### Task goal
Pull out every line in the records below that contains the word "vegetation", and copy each one. Case counts, so skip lines where the word appears only with different capitalization.
+++ Records for processing
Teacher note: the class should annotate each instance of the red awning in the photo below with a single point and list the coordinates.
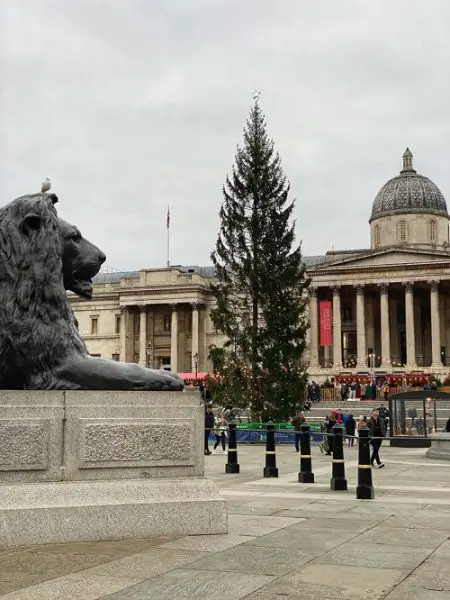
(186, 376)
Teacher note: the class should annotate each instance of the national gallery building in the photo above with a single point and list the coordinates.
(384, 309)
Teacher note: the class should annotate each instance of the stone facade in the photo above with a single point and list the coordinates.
(103, 465)
(391, 303)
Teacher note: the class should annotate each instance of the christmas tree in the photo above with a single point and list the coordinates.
(261, 283)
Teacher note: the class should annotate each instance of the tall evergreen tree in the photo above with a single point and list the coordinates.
(261, 284)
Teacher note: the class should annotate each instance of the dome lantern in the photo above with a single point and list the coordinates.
(409, 193)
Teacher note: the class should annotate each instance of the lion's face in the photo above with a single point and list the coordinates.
(81, 260)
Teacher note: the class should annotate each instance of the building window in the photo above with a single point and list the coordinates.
(433, 232)
(94, 325)
(377, 234)
(402, 231)
(167, 322)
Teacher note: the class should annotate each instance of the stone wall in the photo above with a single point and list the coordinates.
(87, 435)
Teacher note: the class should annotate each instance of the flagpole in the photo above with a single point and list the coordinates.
(168, 236)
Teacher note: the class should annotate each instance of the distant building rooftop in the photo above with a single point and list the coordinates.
(207, 272)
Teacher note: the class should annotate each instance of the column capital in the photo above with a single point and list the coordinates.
(434, 285)
(383, 287)
(408, 285)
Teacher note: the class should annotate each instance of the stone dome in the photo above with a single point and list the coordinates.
(408, 193)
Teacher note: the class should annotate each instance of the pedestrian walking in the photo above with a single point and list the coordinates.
(350, 427)
(297, 422)
(209, 426)
(377, 431)
(220, 433)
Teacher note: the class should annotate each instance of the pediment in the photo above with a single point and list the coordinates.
(385, 257)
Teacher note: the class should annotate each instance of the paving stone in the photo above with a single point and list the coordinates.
(314, 514)
(193, 584)
(64, 588)
(262, 560)
(114, 548)
(28, 568)
(251, 510)
(308, 541)
(442, 553)
(146, 564)
(432, 575)
(418, 522)
(404, 537)
(336, 524)
(257, 525)
(314, 582)
(376, 555)
(208, 543)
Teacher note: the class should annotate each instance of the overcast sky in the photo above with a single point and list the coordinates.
(131, 105)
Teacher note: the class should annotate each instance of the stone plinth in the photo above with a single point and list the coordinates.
(440, 446)
(89, 465)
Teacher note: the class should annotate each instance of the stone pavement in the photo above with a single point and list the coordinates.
(287, 541)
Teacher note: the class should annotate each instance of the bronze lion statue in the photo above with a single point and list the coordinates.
(40, 346)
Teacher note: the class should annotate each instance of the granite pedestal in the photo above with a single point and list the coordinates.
(90, 465)
(440, 446)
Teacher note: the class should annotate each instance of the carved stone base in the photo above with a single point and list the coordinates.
(54, 513)
(95, 465)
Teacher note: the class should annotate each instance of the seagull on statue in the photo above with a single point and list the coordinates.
(46, 185)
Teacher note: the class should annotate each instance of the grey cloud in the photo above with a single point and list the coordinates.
(131, 105)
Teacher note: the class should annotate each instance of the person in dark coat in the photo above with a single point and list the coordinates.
(377, 430)
(350, 428)
(209, 426)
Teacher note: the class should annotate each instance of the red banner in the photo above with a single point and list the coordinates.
(326, 334)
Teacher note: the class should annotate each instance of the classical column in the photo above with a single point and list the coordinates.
(337, 335)
(361, 347)
(314, 331)
(174, 340)
(194, 347)
(409, 326)
(436, 360)
(123, 334)
(143, 336)
(385, 330)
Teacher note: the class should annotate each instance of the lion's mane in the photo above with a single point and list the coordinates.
(37, 330)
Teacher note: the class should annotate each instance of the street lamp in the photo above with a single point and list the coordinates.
(196, 364)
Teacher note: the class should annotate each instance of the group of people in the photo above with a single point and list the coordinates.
(377, 425)
(219, 424)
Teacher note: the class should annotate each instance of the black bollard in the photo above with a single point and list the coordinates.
(364, 489)
(306, 475)
(270, 470)
(338, 481)
(232, 465)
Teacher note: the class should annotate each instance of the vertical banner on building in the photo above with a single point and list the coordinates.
(326, 334)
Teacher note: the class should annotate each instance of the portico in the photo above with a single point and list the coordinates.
(396, 325)
(163, 336)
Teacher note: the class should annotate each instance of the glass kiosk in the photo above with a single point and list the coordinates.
(415, 415)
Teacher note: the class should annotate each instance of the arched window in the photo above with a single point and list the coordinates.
(377, 236)
(432, 231)
(402, 231)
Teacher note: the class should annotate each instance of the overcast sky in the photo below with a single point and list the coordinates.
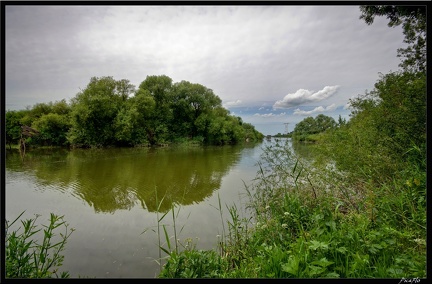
(271, 65)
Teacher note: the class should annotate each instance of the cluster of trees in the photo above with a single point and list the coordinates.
(111, 112)
(386, 132)
(308, 127)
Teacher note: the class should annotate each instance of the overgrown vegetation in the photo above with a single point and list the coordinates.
(27, 257)
(111, 112)
(356, 211)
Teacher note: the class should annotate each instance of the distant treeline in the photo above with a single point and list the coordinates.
(111, 112)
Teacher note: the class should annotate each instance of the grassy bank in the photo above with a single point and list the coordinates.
(312, 221)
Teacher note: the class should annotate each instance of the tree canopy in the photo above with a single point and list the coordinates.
(109, 112)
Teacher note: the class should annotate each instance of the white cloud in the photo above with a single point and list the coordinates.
(319, 109)
(303, 96)
(269, 114)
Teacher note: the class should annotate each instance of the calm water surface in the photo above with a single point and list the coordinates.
(110, 197)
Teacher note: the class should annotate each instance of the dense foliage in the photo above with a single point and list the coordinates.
(305, 129)
(358, 209)
(111, 112)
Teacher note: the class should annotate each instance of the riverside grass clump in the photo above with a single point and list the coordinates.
(310, 220)
(26, 257)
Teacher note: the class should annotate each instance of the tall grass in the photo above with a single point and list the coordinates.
(27, 257)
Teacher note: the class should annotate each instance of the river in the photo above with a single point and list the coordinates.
(114, 197)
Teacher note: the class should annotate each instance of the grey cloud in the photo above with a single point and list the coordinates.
(316, 110)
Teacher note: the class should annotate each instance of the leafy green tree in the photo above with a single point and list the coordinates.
(397, 111)
(413, 20)
(189, 101)
(13, 125)
(310, 125)
(53, 129)
(159, 88)
(133, 119)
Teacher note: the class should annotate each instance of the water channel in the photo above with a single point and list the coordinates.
(111, 196)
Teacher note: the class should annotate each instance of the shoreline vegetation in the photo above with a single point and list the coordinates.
(356, 210)
(113, 113)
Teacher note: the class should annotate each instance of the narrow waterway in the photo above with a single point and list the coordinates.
(113, 199)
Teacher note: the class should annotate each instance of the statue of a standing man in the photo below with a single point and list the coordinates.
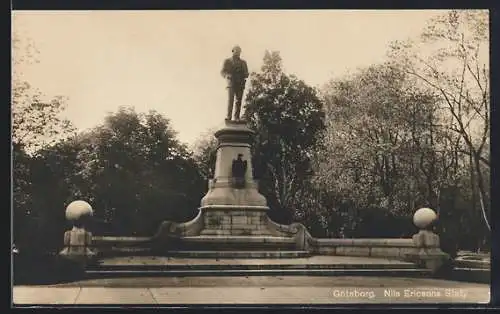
(235, 70)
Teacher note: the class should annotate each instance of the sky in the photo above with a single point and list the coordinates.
(170, 61)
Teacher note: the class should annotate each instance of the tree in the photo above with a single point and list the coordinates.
(36, 119)
(36, 123)
(205, 154)
(136, 173)
(451, 59)
(385, 150)
(287, 116)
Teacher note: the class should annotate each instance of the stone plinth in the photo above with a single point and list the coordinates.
(235, 220)
(233, 140)
(227, 209)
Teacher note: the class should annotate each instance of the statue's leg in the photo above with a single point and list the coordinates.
(239, 96)
(230, 103)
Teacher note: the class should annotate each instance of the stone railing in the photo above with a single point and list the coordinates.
(387, 248)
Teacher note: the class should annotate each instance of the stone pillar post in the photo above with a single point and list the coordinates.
(78, 241)
(430, 254)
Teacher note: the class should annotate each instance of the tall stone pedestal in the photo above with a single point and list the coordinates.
(233, 214)
(231, 210)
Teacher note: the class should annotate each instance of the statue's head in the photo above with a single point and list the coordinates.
(236, 51)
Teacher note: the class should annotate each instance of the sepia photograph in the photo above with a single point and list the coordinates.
(250, 157)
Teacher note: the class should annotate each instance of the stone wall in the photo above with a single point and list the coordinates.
(384, 248)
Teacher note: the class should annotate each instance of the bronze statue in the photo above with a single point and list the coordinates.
(235, 71)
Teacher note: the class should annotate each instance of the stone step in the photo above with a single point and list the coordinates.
(224, 266)
(97, 273)
(308, 266)
(236, 243)
(239, 254)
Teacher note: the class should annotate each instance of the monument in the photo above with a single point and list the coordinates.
(235, 71)
(232, 220)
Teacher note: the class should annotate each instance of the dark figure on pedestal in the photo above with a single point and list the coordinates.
(239, 169)
(235, 71)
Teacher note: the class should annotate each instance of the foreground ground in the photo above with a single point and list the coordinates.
(254, 290)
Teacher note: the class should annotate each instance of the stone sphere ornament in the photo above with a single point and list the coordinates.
(77, 210)
(424, 217)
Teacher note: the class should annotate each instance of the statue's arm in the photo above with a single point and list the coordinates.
(66, 238)
(226, 69)
(245, 69)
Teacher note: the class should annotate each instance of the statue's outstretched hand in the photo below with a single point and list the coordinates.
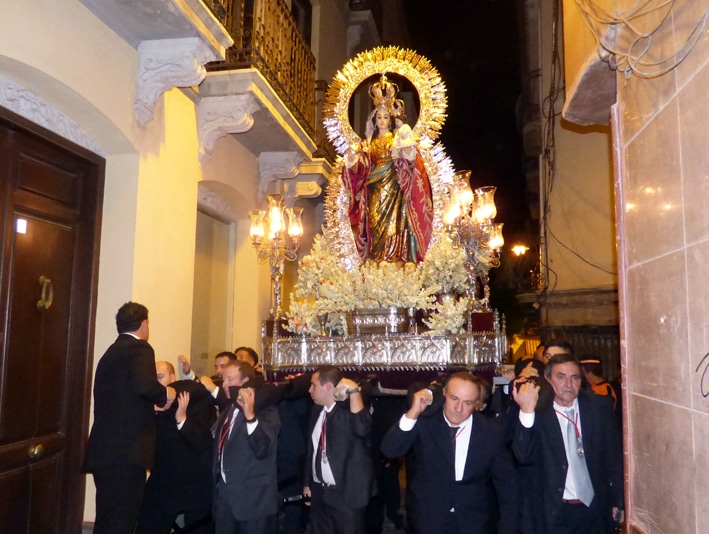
++++++
### Task result
Teacher note: the class should annotate each instance of the overgrown vegetation in the photo above with a single point and list the coordinates.
Teacher note: the class should annotate each instance of the shoreline vegetation in the photo above with a single point and list the coordinates.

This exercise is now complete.